#### [Data provided]
►
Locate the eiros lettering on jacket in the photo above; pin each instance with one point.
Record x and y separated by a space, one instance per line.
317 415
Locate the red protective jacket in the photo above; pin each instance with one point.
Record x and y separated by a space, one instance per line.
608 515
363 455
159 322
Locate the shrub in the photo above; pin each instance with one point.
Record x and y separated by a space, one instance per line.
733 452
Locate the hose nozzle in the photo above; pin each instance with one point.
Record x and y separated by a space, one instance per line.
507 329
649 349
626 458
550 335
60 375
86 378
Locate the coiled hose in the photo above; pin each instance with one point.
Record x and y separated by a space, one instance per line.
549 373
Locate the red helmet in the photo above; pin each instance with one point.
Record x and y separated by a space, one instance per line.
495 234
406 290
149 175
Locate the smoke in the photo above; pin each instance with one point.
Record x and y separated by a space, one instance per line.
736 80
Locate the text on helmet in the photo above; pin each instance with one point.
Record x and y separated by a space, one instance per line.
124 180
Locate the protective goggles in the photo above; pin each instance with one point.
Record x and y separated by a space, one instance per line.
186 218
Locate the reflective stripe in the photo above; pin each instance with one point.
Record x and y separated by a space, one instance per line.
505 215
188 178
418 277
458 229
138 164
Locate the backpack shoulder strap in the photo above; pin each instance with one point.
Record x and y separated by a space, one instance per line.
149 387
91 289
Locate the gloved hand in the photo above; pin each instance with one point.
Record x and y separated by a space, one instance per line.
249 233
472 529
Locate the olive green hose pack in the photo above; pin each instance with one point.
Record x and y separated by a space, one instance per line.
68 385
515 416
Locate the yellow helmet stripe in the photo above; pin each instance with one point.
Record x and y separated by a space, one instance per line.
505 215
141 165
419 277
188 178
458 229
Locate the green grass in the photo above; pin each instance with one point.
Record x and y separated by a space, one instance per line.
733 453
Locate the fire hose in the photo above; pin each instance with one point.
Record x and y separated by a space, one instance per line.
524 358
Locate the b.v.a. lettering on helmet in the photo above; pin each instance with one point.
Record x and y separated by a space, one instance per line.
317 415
◄
#### [Exercise instructions]
Every piece of the data is to be set down again exactly.

#### [Task result]
Locate the eiros lettering on jacket in the photo above; pin each instance with one point.
Record x and y separated by a space, one instance per line.
317 415
Locate the red protective jacket in the photo above; pin each instance with one point.
Record x and y separated by a space, one instance per line.
608 515
363 455
159 322
Locate the shrub in the photo above; pin each instance with one point.
Record x and y separated by a space, one instance per line.
733 452
Locate the hose nozzle in the photo above; pin each instance with one point.
Record x and y separated by a space, one instance per line.
507 329
649 349
626 458
550 335
60 375
86 378
Locate the coiled hose in the photo above; pin each instance with one point.
Record x and y separated by a space, one instance per line.
549 373
Locate the red helmet in the photo above; pin each instance with one point.
Record x and y separated by a space, one instance per line.
495 234
406 290
149 175
Locate the smoke in the photo above; pin each instance with one point.
Record x and y separated by a space, one instance per line.
736 80
Locate the text on helmet in the photo above; pin each instance with one point.
Record x and y separated by a space, one instance per line.
124 180
Locate the protective goggles in the photo above; pin each instance with one point.
Record x and y separated by a space, one instance per line.
186 218
Locate the reflective stripe in the photo above; pin each instance with one point.
Record x and y separated by a space, one instance per line.
505 215
188 178
418 277
458 229
138 164
Locate the backpack shoulder strap in the photo above; pin each instance with one point.
Record x and y separated by a space, one instance per line.
149 387
91 289
Locate the gloved hand in the photo above; pin each instance with one point.
Record x and y separated by a space, one instance per line.
249 233
472 529
Locate the olive green hose pack in the photo above; pin each instance with one point.
Record x and y separated by a space, one instance per line.
68 385
515 416
Locate the yellow helmet stripe in the photo above; pin each instance with one point.
Record x and y separated by a space, one instance per line.
505 215
141 165
419 277
188 178
458 229
Locate the green grass in the photo above; pin each instance with one point.
Record x and y separated by a space, one instance per line.
733 453
Locate the fire hose in the photo above; pin each instance with one point.
Record x and y separated by a space, one instance per line.
524 358
Locate the b.v.a. lettering on helmet in the photo above; pin each instance with one point.
Record x and y separated by a space, one instance per line.
317 415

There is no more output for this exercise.